> Passage shown:
*-*-*
I admit it. I put my hand up – as we were taught in class – and confess that I was quite wrong. All those sports pundits who predicted a 2-1 or even 3-1 series win for England, all those pundits whom I thought of as optimistic buckeejits, got it dead right.
I failed to appreciate just how poor the Strylians have become since losing their greats of the last two decades and just how good, how well-oiled the English team has become. The Ashes series of 2010-2011 was planned and executed like some military campaign of yore: Pompey v Mithridates, the D-Day landings, that kind of thing.
They sure as hell teach those public school boys to be leaders of men. Eton or wherever it was that he was a pupil must be justifiably proud of our Andrew Strauss. He kept our boys focused on the job at hand. Each and every one of them, even our two adopted South Effricans, seemed prepared to rush headlong into a hail of machine-gun bullets for their modest leader.
Anyway, I was delighted to be wrong. It has been tough to get on with anything resembling work this week. I’ve been reading every bulletin available on the BBC and Guardian home pages. Writing in the Grauniad this very morning, Joseph O’Neill – author of the brilliant Netherland – talked of the therapeutic bliss of victory against the dread Strylians.
I can’t bear all that football-speak about ’20 years of pain’ or ‘two decades of hurt’, but looking back over the last few decades and the ritual humiliations we have suffered Down Under, my euphoria this time round has brought it home to me that I have shared in a kind of national trauma. But lo! I am cleansed. I can pick up my blanket and walk among my fellow human beans once more, proud in the knowledge that I am English. No sir, we don’t always get beaten.
Excitedly, I have been relaying bulletins to my daughter, who has been off school all week with the grippe. A dose of flu. She probably doesn’t give a monkey’s, but smiles with forbearance and, sweet child, says something that she knows I like to hear, like ‘Oh that’s great, dad. That’s brilliant’. It has been nice to have her around while I play the role of solicitous dad, nursing her through it with some homeopathic cough medicine and her mum’s essential oils.
Vincente Minnelli and quite famous daughter |
Continuing her course on ‘Great Minor Classics of the Cinema’, I proposed Vincente Minnelli’s The Bad and the Beautiful the other evening. It’s a stylish ensemble piece built around three characters’ reminiscences of a Machiavellian film producer, played by the great dimpled one, Kirk Douglas. It’s not a comedy and it’s not a thriller, it’s just that: ‘an ensemble piece’ – in the same vein as Citizen Kane and All About Eve. It’s quite delicious and our girl loved it. Minnelli repeated the formula a few years down the line with Two Weeks in Another Town, but it didn’t work anything like as well. What’s more, it didn’t co-star the gorgeous Gloria Grahame (she who once had scalding coffee thrown over her face by a particularly vicious Lee Marvin in The Big Heat).
Fortunately, I didn’t have my daughter with me the other day when I was wheeling my shopping trolley out to the car. A white-haired man was standing by an adjacent car, staring into space as he took a Jimmy Riddle. I tried not to be transfixed. There he was in broad daylight, the Lad hanging out of his open flies, peeing over the car and, no doubt, his shoes. I know that the French are very liberal about this kind of thing, but this… Shurely shome mishtake, I thought. Certainly not for my daughter’s innocent youthful eyes. Then the man’s wife (or daughter) emerged from the supermarket and I realised at once that the poor guy must be suffering from Alzheimer’s. Shame on me for my disdain.
There but for the grace of God go I. For the time being, anyway. What was that line from The Who's 'My Generation'? 'Hope I die before I get old...' When I was a teenage fan of the 'Orrible 'Oo, I dug the sentiment and identified with the youthful bravado. Now I understand, though, what it means. What it really means.
*-*-*
> Task brief: Can you reproduce everything in the Ashes post from "I admit it." down to "it dead right."?

(Dataset entries)
*-*-*
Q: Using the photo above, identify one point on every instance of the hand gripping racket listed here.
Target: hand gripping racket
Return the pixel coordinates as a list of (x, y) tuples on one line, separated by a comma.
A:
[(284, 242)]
*-*-*
> Output for this exercise:
I admit it. I put my hand up – as we were taught in class – and confess that I was quite wrong. All those sports pundits who predicted a 2-1 or even 3-1 series win for England, all those pundits whom I thought of as optimistic buckeejits, got it dead right.